_Requirements_. Copy out the rows below, swapping every "indicate" for "mark" and leaving everything else unchanged.

═════ Data in this exercise ═════

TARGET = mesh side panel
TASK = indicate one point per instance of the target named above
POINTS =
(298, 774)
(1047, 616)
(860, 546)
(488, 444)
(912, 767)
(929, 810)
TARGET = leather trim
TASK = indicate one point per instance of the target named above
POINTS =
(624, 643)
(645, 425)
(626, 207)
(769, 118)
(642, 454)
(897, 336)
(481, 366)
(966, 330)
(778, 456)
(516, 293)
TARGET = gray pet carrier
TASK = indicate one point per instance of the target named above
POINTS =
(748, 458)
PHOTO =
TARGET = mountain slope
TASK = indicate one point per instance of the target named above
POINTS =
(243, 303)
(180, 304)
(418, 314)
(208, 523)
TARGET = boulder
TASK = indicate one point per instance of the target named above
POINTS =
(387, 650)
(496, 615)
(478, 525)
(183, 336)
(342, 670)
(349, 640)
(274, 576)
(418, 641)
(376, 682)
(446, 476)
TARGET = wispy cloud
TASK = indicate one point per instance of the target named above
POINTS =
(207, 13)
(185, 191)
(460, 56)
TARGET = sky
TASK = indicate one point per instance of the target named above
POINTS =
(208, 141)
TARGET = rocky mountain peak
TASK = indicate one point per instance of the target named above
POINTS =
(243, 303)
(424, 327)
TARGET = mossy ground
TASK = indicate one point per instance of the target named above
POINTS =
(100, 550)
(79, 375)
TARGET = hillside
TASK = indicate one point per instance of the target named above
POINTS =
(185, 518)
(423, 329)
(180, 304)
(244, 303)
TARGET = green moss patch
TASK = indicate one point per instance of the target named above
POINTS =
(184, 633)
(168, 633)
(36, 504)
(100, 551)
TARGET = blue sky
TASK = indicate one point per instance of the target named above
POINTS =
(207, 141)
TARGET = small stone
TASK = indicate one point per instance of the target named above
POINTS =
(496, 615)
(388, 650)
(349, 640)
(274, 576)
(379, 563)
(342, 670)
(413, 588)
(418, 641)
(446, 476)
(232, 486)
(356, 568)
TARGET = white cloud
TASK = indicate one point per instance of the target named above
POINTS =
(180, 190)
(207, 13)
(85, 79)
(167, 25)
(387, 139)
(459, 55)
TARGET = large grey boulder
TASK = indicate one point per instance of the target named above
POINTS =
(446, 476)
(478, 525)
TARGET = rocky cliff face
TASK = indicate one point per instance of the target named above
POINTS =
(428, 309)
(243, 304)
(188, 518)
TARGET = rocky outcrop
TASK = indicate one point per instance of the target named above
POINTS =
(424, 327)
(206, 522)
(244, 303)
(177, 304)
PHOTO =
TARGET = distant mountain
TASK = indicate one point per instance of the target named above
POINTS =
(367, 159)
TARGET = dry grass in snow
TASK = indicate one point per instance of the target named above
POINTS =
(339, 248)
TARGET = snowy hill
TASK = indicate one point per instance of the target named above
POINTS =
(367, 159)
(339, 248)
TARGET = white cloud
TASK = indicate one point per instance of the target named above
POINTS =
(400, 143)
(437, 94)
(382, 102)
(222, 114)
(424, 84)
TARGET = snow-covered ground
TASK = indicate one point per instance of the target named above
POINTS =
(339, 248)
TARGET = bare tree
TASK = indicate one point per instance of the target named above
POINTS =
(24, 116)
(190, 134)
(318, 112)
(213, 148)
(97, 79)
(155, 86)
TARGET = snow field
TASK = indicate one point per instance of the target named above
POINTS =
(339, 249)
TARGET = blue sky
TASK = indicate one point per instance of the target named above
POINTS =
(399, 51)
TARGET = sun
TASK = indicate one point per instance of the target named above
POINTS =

═════

_Result of the task_.
TARGET = mesh side panel
TASK = mark one point per instance of the target named above
POINTS =
(298, 774)
(1047, 616)
(860, 546)
(488, 444)
(912, 767)
(929, 810)
TARGET = leather trim
TASK = mark one point per instance of the target named above
POINTS =
(624, 643)
(645, 425)
(626, 207)
(769, 118)
(642, 454)
(897, 336)
(481, 366)
(966, 330)
(778, 456)
(516, 293)
TARGET = gray pet carrier
TASK = mark one point per instance of the target named above
POINTS =
(748, 458)
PHOTO =
TARGET = mountain slope
TASK = mark one point per instance of the target named above
POINTS =
(243, 303)
(180, 304)
(418, 314)
(208, 523)
TARGET = boulder
TASK = mark one point per instance of the target named above
POINTS =
(387, 650)
(496, 615)
(478, 525)
(183, 336)
(342, 670)
(349, 640)
(274, 576)
(418, 641)
(376, 682)
(446, 476)
TARGET = wispy cloud
TASK = mark one point per instance of the target named above
POINTS =
(207, 13)
(185, 191)
(460, 56)
TARGET = sky
TASK = mark one point per instance of the target named above
POINTS =
(208, 141)
TARGET = rocky mountain peak
TASK = mark one point per instance of the target named above
POINTS =
(243, 303)
(424, 327)
TARGET = mossy ground
TASK = mark one point per instance of the target named above
POINTS =
(100, 550)
(79, 375)
TARGET = hillside
TASK = mark one point per instance of the target named above
POINTS =
(185, 518)
(423, 329)
(180, 304)
(244, 303)
TARGET = green moss patch
TASK = mark one point per instance of the target named above
POINTS =
(184, 633)
(168, 633)
(36, 504)
(100, 551)
TARGET = blue sky
TASK = mark one point per instance of the target named above
POINTS =
(207, 141)
TARGET = small stone
TASK = mark one point per instance of the target named above
POINTS =
(496, 615)
(388, 650)
(349, 640)
(274, 576)
(379, 563)
(342, 670)
(413, 588)
(418, 641)
(446, 476)
(232, 486)
(356, 568)
TARGET = white cloud
TASK = mark one point per instance of the target named above
POINTS =
(180, 190)
(207, 13)
(85, 79)
(167, 25)
(387, 139)
(459, 55)
TARGET = large grey boulder
TASK = mark one point per instance of the target named above
POINTS =
(446, 476)
(478, 525)
TARGET = rocky cliff face
TASK = mark one point per instance of the target named above
POINTS =
(428, 309)
(243, 304)
(188, 518)
TARGET = rocky outcrop
TASK = mark one point per instance of the target named above
POINTS =
(424, 327)
(206, 522)
(244, 303)
(177, 304)
PHOTO =
TARGET = distant mountain
TASK = mark one point per instance of the target named above
POINTS =
(367, 159)
TARGET = dry grass in snow
TASK = mark one point per instance of the target named above
POINTS =
(339, 248)
TARGET = snowy hill
TASK = mark one point per instance of the target named above
POINTS =
(367, 159)
(339, 248)
TARGET = white cloud
TASK = mark one point per instance of the target named above
POINTS =
(400, 143)
(437, 94)
(382, 102)
(222, 114)
(424, 84)
TARGET = snow-covered ground
TASK = mark one point per instance of the target named above
POINTS =
(339, 248)
TARGET = bare tree
TASK = mark one point per instance of the target named above
POINTS =
(24, 116)
(190, 134)
(318, 112)
(213, 148)
(97, 79)
(155, 86)
TARGET = snow field
TASK = mark one point per instance of the target named above
POINTS =
(339, 249)
TARGET = blue sky
TASK = mark one point per instance of the target named above
POINTS =
(399, 51)
TARGET = sun
TASK = mark one point per instance of the target named above
POINTS =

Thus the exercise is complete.